Once I have known someone for a while, my Mississippi heritage is not an issue, and I’m not ashamed of it. If I met someone of African-American descent for the first time and desired to make an acquaintance, I would not consider yelling, “Nice to meet you; I’m Don from Miss-cippi.” If we became friends and, after a while, he determined I was a decent guy and not a racist, fine.
Crunch all the data you wish, and Mississippi will be at the top or near the top as the most racist state in the U.S. (Thank goodness for Texas and Louisiana.) Mississippi is usually at number one as the poorest as well. (Thank goodness for West Virginia and Arkansas.) That is reality.
I, like many writers, may never be able to shake my conscience free of the place because, in Mississippi, nothing is ever escaped.
As for people in Northern states, they are far from angelic on the issue of race, based on my experience and the data that support it. (I’m looking at you, Detroit.) Although I cannot defend Mississippi’s stigma of racism — that many consider indefensible — it doesn’t mean I’m ashamed of my past while living in the state from birth to age 17. Here is what I remember from my personal experiences there.
Growing up in the early to Mid-60s with segregation, race relations, for all the white people I knew and me, was simple, there were no relations — good or bad. That made it easy for me.

▶ **Information supplied**

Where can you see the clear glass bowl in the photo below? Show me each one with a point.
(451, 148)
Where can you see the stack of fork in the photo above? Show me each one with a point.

▶ **Exercise requirements**
1. Answer these from the passage on growing up in Mississippi:
(a) Which two states does the writer thank for sharing the top of the list of most racist states?
(b) Which city is singled out among Northern places?
(c) In what years did the writer grow up under segregation?
2. Continue the passage on growing up in Mississippi, starting after its last sentence.
The lines have no connection to the passage on growing up in Mississippi.

▶ **Written responses**
1.
(a) Texas and Louisiana
(b) Detroit
(c) The early to mid-60s

2.
Although it was not uncommon to hear the “N-word” in the community at large, I rarely heard it at home. I never heard my Daddy or my brother Dale say the “N-word,” and the few times I heard Momma use it was in the context of “He’s been working like an ‘N.’” It was hardly meant as an insult, but of course, insensitive to express.
And I never heard her or anyone in my family put down Black people or warn me about “Colored” folk. Momma was a good Christian woman. Would she have advocated inviting Blacks to attend Hatley Missionary Baptist church? Of course not, nor would they have accepted.
My family was not part of any effort to punish Black folk, and although we had heard of people being in the Klan, our family and friends never considered joining such a group. Of course, one didn’t have to be a KKK member to be racist.
I never thought of our family or anyone we were close to being racists, but in the purest sense of the definition, who knows? And one can be a racist while thinking they are not. None of our ancestors (in our family tree of several generations) were ever enslavers; we were and had been farmers, including dirt-poor sharecroppers, many years ago.
Our genealogy, in fact, revealed that a distant relative (not living in Mississippi) served in the Union Navy. Continuing Slavery was of no benefit whatsoever to any of my relatives past, some of whom died fighting in the Confederate Army, and a few who made it home returned to nothing.
That said, how I’ve treated African-Americans at work,** play, and in my community leaves me without any White Guilt.
Iconic scene from Spotsylvania Court House, Virginia. The eight-day battle in May 1864 resulted in 32,000 casualties. Deaths, in the Civil War, are most often quoted to be 623,026 about 2 percent of the U.S. population then, in today’s numbers, that would be the equivalent of more than 6 million! It claimed more fatalities, by far than any other single war or conflict in the Nation’s history! (Art Courtesy Wikimedia Commons)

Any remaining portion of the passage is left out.